Copy out the lines below word for word, all of them, with nothing changed.

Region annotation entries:
_____

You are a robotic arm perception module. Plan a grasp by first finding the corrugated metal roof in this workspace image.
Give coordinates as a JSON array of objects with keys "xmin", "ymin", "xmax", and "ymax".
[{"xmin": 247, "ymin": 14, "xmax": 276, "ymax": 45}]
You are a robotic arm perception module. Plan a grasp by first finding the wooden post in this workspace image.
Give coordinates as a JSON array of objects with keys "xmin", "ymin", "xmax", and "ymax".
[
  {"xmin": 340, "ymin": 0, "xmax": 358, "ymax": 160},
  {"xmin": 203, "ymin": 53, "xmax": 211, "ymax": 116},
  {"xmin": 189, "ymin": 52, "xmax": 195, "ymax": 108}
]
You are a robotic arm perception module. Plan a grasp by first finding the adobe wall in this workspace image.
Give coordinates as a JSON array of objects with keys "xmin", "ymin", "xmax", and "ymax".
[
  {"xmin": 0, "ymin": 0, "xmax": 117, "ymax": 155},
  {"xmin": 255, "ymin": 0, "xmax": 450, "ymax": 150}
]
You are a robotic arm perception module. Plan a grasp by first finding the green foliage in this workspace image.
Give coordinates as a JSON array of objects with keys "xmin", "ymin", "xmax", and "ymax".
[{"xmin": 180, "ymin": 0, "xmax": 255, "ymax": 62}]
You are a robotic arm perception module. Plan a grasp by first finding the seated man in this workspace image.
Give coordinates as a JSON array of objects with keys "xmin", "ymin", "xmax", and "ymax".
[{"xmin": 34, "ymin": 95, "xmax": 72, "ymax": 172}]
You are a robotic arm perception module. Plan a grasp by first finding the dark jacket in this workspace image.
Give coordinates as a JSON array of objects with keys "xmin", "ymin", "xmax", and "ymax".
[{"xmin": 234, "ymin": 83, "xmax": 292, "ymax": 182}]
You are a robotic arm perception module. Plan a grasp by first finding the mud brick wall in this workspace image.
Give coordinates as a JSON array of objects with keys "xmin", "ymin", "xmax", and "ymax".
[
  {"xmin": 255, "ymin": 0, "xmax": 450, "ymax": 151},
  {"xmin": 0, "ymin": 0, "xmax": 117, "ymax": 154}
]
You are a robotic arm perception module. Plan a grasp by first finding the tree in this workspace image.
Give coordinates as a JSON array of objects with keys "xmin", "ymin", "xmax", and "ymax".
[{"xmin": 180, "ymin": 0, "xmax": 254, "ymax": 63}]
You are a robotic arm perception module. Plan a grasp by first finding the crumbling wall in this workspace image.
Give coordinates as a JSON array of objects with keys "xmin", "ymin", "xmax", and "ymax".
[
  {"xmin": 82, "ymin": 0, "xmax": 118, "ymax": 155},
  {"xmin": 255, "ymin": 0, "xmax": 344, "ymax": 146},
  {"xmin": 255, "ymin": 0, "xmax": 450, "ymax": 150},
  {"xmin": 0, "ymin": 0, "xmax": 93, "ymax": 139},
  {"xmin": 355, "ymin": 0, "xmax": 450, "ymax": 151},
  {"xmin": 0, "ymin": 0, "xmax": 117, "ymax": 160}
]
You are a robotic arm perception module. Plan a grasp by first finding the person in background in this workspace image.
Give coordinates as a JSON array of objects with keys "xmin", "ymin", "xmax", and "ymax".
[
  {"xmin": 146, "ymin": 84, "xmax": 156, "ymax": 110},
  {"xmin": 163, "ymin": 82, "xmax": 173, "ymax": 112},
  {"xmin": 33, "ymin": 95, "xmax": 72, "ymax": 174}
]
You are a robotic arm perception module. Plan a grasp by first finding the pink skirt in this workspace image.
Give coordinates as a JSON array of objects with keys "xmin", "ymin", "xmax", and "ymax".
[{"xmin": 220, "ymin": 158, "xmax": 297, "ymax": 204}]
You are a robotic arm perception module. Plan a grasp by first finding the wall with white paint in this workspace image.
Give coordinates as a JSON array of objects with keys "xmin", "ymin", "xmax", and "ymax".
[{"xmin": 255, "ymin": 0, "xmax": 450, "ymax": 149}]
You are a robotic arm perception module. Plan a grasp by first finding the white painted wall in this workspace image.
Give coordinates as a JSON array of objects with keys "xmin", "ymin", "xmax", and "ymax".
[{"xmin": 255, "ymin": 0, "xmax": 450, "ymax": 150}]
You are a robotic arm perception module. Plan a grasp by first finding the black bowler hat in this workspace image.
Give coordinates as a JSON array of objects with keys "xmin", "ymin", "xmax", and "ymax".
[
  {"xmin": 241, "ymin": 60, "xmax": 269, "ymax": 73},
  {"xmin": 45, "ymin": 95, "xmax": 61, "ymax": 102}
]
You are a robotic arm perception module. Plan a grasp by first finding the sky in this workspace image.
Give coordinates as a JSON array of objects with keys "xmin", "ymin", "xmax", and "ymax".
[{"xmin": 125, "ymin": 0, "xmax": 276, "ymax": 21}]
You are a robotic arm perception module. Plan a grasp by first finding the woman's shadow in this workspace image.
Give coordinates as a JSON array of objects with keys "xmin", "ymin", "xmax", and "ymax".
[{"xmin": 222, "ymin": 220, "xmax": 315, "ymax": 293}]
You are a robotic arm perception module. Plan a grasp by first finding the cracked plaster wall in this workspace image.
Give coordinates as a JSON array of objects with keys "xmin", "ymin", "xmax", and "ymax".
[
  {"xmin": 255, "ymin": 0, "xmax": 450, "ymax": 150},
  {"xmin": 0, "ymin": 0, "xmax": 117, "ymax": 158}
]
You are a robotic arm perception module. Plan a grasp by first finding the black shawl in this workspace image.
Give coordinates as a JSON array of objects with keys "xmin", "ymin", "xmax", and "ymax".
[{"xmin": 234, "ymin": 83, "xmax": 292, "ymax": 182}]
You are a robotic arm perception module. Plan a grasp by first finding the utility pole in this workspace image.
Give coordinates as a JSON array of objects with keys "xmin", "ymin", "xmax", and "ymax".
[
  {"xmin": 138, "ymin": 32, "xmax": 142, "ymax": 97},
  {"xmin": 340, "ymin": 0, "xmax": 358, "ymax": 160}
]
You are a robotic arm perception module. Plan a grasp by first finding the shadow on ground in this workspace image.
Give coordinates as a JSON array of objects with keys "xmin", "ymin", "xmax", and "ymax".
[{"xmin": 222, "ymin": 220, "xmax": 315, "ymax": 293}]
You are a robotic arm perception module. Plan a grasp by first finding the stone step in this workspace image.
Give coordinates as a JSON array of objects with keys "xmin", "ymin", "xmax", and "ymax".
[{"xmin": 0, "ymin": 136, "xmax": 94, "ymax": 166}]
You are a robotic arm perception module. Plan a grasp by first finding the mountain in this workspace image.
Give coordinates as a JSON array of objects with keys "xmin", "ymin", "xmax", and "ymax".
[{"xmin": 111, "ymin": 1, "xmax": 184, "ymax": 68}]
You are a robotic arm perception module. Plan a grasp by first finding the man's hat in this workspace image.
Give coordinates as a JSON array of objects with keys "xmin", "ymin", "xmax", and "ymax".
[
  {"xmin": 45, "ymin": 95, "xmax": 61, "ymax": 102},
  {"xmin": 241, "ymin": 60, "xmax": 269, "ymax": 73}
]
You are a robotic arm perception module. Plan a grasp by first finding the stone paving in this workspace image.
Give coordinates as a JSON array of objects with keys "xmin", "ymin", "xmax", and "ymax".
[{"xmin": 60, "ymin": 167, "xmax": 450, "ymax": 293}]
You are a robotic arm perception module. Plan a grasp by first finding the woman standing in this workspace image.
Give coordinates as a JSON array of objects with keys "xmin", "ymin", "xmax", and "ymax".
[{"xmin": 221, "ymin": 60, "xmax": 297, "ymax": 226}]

_____

- Answer to the exercise:
You are a robotic arm perception module. Plan a grasp by first finding the corrugated metal roof in this workspace image.
Give coordinates as a JSON array of objects with keys "xmin", "ymin", "xmax", and "ymax".
[{"xmin": 247, "ymin": 14, "xmax": 276, "ymax": 45}]
You are a robotic arm perception module. Plan a grasp by first finding the wooden post in this workspace image.
Give coordinates as a JSON array of objects with keys "xmin", "ymin", "xmax", and "ymax".
[
  {"xmin": 340, "ymin": 0, "xmax": 358, "ymax": 160},
  {"xmin": 203, "ymin": 53, "xmax": 211, "ymax": 116},
  {"xmin": 189, "ymin": 52, "xmax": 195, "ymax": 108}
]
You are a robotic arm perception module. Plan a grasp by first finding the adobe wall in this workspace image.
Give coordinates as a JSON array of objects with keys "xmin", "ymin", "xmax", and "ymax".
[
  {"xmin": 0, "ymin": 0, "xmax": 117, "ymax": 155},
  {"xmin": 255, "ymin": 0, "xmax": 450, "ymax": 150}
]
You are a robotic arm perception module. Plan a grasp by first finding the green foliage in this workspace image.
Give coordinates as a JSON array of objects with keys "xmin", "ymin", "xmax", and "ymax".
[{"xmin": 180, "ymin": 0, "xmax": 255, "ymax": 62}]
You are a robotic arm perception module. Plan a grasp by first finding the seated man in this workspace image.
Give coordinates as a JSON array of objects with keys "xmin", "ymin", "xmax", and "ymax".
[{"xmin": 34, "ymin": 95, "xmax": 72, "ymax": 172}]
You are a robotic arm perception module. Plan a grasp by first finding the dark jacket in this workspace image.
Give coordinates as a JSON array of objects with keys "xmin", "ymin", "xmax", and "ymax".
[{"xmin": 234, "ymin": 83, "xmax": 292, "ymax": 182}]
You are a robotic arm perception module. Plan a grasp by first finding the mud brick wall in this workspace image.
Give coordinates as a JSON array of objects with keys "xmin", "ymin", "xmax", and "ymax".
[
  {"xmin": 255, "ymin": 0, "xmax": 450, "ymax": 151},
  {"xmin": 0, "ymin": 0, "xmax": 117, "ymax": 154}
]
You are a robotic arm perception module. Plan a grasp by first finding the tree in this workspace image.
Give coordinates as a JSON array of objects with keys "xmin", "ymin", "xmax", and "ymax".
[{"xmin": 180, "ymin": 0, "xmax": 254, "ymax": 63}]
You are a robotic arm perception module. Plan a grasp by first finding the crumbling wall in this workspace image.
Give coordinates as a JSON array of objects with keys "xmin", "ymin", "xmax", and "ymax".
[
  {"xmin": 82, "ymin": 0, "xmax": 118, "ymax": 155},
  {"xmin": 255, "ymin": 0, "xmax": 344, "ymax": 146},
  {"xmin": 255, "ymin": 0, "xmax": 450, "ymax": 150},
  {"xmin": 0, "ymin": 0, "xmax": 93, "ymax": 139},
  {"xmin": 355, "ymin": 0, "xmax": 450, "ymax": 151},
  {"xmin": 0, "ymin": 0, "xmax": 117, "ymax": 160}
]
You are a robotic arm perception module. Plan a grasp by first finding the person in background in this workspace image.
Give coordinates as a JSON array of objects with keys "xmin", "ymin", "xmax", and "ymax".
[
  {"xmin": 146, "ymin": 84, "xmax": 156, "ymax": 110},
  {"xmin": 163, "ymin": 82, "xmax": 173, "ymax": 112},
  {"xmin": 33, "ymin": 95, "xmax": 72, "ymax": 174}
]
You are a robotic arm perception module. Plan a grasp by first finding the pink skirt in this workspace image.
Give coordinates as a JSON array of objects with keys "xmin", "ymin", "xmax", and "ymax".
[{"xmin": 220, "ymin": 158, "xmax": 297, "ymax": 204}]
You are a robotic arm perception module. Plan a grasp by first finding the wall with white paint in this workspace image.
Give coordinates as a JSON array of objects with keys "xmin", "ymin", "xmax", and "ymax".
[{"xmin": 255, "ymin": 0, "xmax": 450, "ymax": 149}]
You are a robotic arm perception module. Plan a grasp by first finding the white painted wall in this workspace image.
Give coordinates as a JSON array of objects with keys "xmin", "ymin", "xmax", and "ymax".
[{"xmin": 255, "ymin": 0, "xmax": 450, "ymax": 150}]
You are a robotic arm perception module. Plan a grasp by first finding the black bowler hat in this workspace image.
Give coordinates as a JSON array of objects with keys "xmin", "ymin", "xmax", and "ymax".
[
  {"xmin": 241, "ymin": 60, "xmax": 269, "ymax": 73},
  {"xmin": 45, "ymin": 95, "xmax": 61, "ymax": 102}
]
You are a robotic arm perception module. Plan a grasp by first finding the sky in this workspace image.
Give coordinates as a JSON array of objects with keys "xmin", "ymin", "xmax", and "ymax".
[{"xmin": 125, "ymin": 0, "xmax": 276, "ymax": 21}]
You are a robotic arm perception module. Plan a grasp by first finding the woman's shadow in this workspace image.
Give coordinates as a JSON array of objects with keys "xmin", "ymin", "xmax", and "ymax".
[{"xmin": 222, "ymin": 220, "xmax": 315, "ymax": 293}]
You are a robotic arm perception module. Plan a grasp by first finding the cracked plaster wall in this workspace image.
Give coordinates as a JSON array of objects with keys "xmin", "ymin", "xmax", and "ymax".
[
  {"xmin": 255, "ymin": 0, "xmax": 450, "ymax": 150},
  {"xmin": 0, "ymin": 0, "xmax": 117, "ymax": 158}
]
You are a robotic arm perception module. Plan a grasp by first finding the black shawl in this workspace image.
Give coordinates as a JSON array of objects with keys "xmin", "ymin", "xmax", and "ymax".
[{"xmin": 234, "ymin": 83, "xmax": 292, "ymax": 182}]
You are a robotic arm perception module. Plan a grasp by first finding the utility pole in this workspace image.
Give coordinates as a JSON array of objects with keys "xmin", "ymin", "xmax", and "ymax".
[
  {"xmin": 138, "ymin": 32, "xmax": 142, "ymax": 97},
  {"xmin": 340, "ymin": 0, "xmax": 358, "ymax": 160}
]
You are a robotic arm perception module. Plan a grasp by first finding the shadow on ground in this workspace image.
Give coordinates as a JSON array of objects with keys "xmin", "ymin", "xmax", and "ymax".
[{"xmin": 222, "ymin": 220, "xmax": 315, "ymax": 293}]
You are a robotic arm perception module. Plan a grasp by first finding the stone step in this workspace image.
Give coordinates as a JSON array of objects with keys "xmin", "ymin", "xmax", and "ymax".
[{"xmin": 0, "ymin": 136, "xmax": 94, "ymax": 166}]
You are a robotic arm perception module. Plan a grasp by first finding the mountain in this workspace image.
Give coordinates as a JSON array of objects with keys "xmin", "ymin", "xmax", and "ymax".
[{"xmin": 111, "ymin": 1, "xmax": 184, "ymax": 68}]
You are a robotic arm perception module. Plan a grasp by first finding the man's hat in this workspace image.
Give coordinates as a JSON array of objects with keys "xmin", "ymin", "xmax", and "ymax".
[
  {"xmin": 45, "ymin": 95, "xmax": 61, "ymax": 102},
  {"xmin": 241, "ymin": 60, "xmax": 269, "ymax": 73}
]
You are a robotic arm perception module. Plan a grasp by first finding the stone paving in this workspace image.
Give coordinates as a JSON array of objects with keys "xmin", "ymin", "xmax", and "ymax".
[{"xmin": 60, "ymin": 167, "xmax": 450, "ymax": 293}]
You are a robotic arm perception module. Plan a grasp by first finding the woman standing in this workspace image.
Give coordinates as a JSON array of objects with keys "xmin", "ymin", "xmax", and "ymax".
[{"xmin": 221, "ymin": 60, "xmax": 297, "ymax": 226}]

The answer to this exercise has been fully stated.